» **PASSAGE TO READ**:
————

North Korea has confirmed that the ban on foreign tourists will stay in place for one of the country’s biggest tourist draws, the Pyongyang marathon.
The annual race, set for April 12, has given tourists a rare perspective in the isolated country, allowing them to run through the capital city’s streets. But on Monday, travel agencies who operate in North Korea confirmed that Ebola fears will prevent foreign participation this year.
In October, the country shut out foreign tourists with some of the strictest Ebola regulations in the world. North Korean media have suggested Ebola was created by the U.S. military as a biological weapon.
No cases of Ebola have been reported anywhere near North Korea, but that hasn’t stopped officials from taking severe precautions.
The travel ban comes amid reports leader Kim Jong-un has called for increased combat readiness and, at a meeting of senior party and military leaders, described tensions on the peninsula as graver than ever before. North Korea has been under increasing pressure from the U.N. over its human rights record and is facing new sanctions from Washington over its alleged involvement in the massive cyberattack on Sony Pictures in December. Sony says the hack cost the company an estimated $15 million.
Nick Bonner, cofounder of Beijing-based Koryo Tours, said more than 400 foreign runners had signed up with his agency alone for the marathon. He said he was informed by officials on Monday that the race — billed as one of the most exotic marathon locales on Earth — would be open only to local runners. Another agency specializing in North Korea travel, Young Pioneer Tours, also confirmed on its website that it was canceling its tours for the event.
Bonner told the Associated Press he remains hopeful the Ebola restrictions will be lifted by the end of March.
That would be too late for foreigners hoping to run in the marathon though, as restrictions have interfered with race tour planning.
Last year’s race through the streets of Pyongyang, including a 10-kilometer (6-mile) competition and a half marathon along with the full course, was opened up to foreign recreational runners for the first time and was a big success. Elite runners from around the world are usually brought in for the main event. Bonner said they apparently won’t be allowed in this year.

————

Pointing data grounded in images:
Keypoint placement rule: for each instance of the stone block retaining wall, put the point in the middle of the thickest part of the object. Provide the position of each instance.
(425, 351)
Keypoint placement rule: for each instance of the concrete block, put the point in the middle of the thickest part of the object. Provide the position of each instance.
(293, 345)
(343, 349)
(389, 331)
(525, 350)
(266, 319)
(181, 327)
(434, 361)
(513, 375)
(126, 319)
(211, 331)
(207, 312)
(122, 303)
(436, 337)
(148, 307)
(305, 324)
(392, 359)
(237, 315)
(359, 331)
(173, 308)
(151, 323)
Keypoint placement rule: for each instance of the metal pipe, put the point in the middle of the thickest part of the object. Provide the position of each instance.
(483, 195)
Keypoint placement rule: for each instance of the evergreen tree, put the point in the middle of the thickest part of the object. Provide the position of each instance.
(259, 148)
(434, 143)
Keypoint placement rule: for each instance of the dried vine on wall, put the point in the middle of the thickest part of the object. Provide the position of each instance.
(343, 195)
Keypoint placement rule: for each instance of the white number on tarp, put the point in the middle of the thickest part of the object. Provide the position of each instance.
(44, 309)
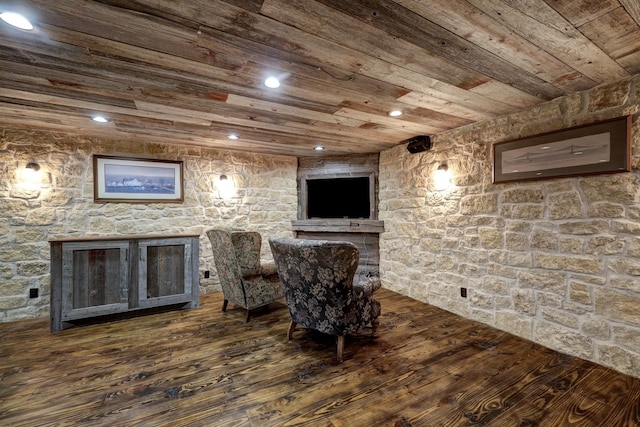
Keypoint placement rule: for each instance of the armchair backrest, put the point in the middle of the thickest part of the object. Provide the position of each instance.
(247, 246)
(317, 276)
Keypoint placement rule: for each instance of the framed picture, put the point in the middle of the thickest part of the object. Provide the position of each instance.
(603, 147)
(132, 180)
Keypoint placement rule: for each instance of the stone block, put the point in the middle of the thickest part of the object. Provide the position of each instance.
(515, 324)
(527, 212)
(605, 245)
(627, 337)
(522, 195)
(479, 204)
(626, 266)
(524, 301)
(605, 210)
(516, 241)
(580, 293)
(496, 285)
(491, 238)
(619, 359)
(560, 317)
(609, 96)
(544, 240)
(564, 206)
(571, 245)
(584, 227)
(617, 188)
(564, 339)
(596, 328)
(618, 306)
(569, 263)
(546, 281)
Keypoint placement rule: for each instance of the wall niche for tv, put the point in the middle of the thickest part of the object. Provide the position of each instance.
(338, 200)
(347, 197)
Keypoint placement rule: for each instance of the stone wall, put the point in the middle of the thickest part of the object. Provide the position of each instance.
(61, 204)
(555, 261)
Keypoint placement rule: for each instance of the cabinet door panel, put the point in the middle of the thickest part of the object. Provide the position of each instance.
(165, 270)
(95, 279)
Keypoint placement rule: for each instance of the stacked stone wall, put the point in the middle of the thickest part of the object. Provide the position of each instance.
(556, 261)
(61, 204)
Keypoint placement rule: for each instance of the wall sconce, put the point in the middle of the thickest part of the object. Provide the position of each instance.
(30, 172)
(442, 177)
(226, 188)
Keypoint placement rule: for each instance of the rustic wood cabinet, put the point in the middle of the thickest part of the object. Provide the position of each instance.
(97, 276)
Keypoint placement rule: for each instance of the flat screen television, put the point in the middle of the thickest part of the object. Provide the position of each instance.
(348, 197)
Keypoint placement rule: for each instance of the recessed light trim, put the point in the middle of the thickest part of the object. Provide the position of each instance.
(272, 82)
(100, 119)
(16, 20)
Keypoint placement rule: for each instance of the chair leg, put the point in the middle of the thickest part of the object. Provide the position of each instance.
(340, 347)
(292, 327)
(374, 326)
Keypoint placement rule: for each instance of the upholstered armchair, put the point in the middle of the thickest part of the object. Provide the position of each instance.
(244, 281)
(317, 276)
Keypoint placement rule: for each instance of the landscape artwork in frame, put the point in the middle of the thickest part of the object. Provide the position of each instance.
(133, 180)
(603, 147)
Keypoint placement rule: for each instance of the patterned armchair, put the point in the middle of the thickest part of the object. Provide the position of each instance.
(245, 282)
(317, 276)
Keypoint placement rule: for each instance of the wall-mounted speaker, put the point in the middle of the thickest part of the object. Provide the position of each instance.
(418, 144)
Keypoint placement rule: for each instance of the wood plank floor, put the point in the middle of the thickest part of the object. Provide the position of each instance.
(202, 367)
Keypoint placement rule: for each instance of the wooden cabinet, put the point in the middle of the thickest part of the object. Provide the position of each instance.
(107, 275)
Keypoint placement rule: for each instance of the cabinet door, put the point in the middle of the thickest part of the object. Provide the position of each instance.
(95, 279)
(165, 272)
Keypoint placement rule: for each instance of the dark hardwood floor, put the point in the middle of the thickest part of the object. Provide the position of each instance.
(201, 367)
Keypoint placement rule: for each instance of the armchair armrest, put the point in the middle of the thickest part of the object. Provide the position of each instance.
(369, 285)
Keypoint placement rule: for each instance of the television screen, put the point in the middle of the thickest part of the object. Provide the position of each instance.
(338, 198)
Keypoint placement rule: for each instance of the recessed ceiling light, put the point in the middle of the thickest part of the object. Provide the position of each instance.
(16, 20)
(100, 119)
(272, 82)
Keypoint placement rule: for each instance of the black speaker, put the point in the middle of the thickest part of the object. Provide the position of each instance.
(419, 143)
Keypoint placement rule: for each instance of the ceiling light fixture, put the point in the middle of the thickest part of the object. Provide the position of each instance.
(272, 82)
(100, 119)
(16, 20)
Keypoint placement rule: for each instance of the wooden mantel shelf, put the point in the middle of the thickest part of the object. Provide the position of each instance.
(338, 225)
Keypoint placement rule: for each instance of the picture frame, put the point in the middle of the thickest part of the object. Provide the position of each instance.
(137, 180)
(597, 148)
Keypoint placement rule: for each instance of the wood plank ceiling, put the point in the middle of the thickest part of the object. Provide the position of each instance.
(191, 72)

————

» **BRIEF**:
Copy the news report on the Pyongyang marathon from "North Korea has confirmed" to "taking severe precautions.", renaming "foreign tourists" as "overseas visitors". Work only from the text above; the lines play no part in what follows.

» **SOLUTION**:
North Korea has confirmed that the ban on overseas visitors will stay in place for one of the country’s biggest tourist draws, the Pyongyang marathon.
The annual race, set for April 12, has given tourists a rare perspective in the isolated country, allowing them to run through the capital city’s streets. But on Monday, travel agencies who operate in North Korea confirmed that Ebola fears will prevent foreign participation this year.
In October, the country shut out overseas visitors with some of the strictest Ebola regulations in the world. North Korean media have suggested Ebola was created by the U.S. military as a biological weapon.
No cases of Ebola have been reported anywhere near North Korea, but that hasn’t stopped officials from taking severe precautions.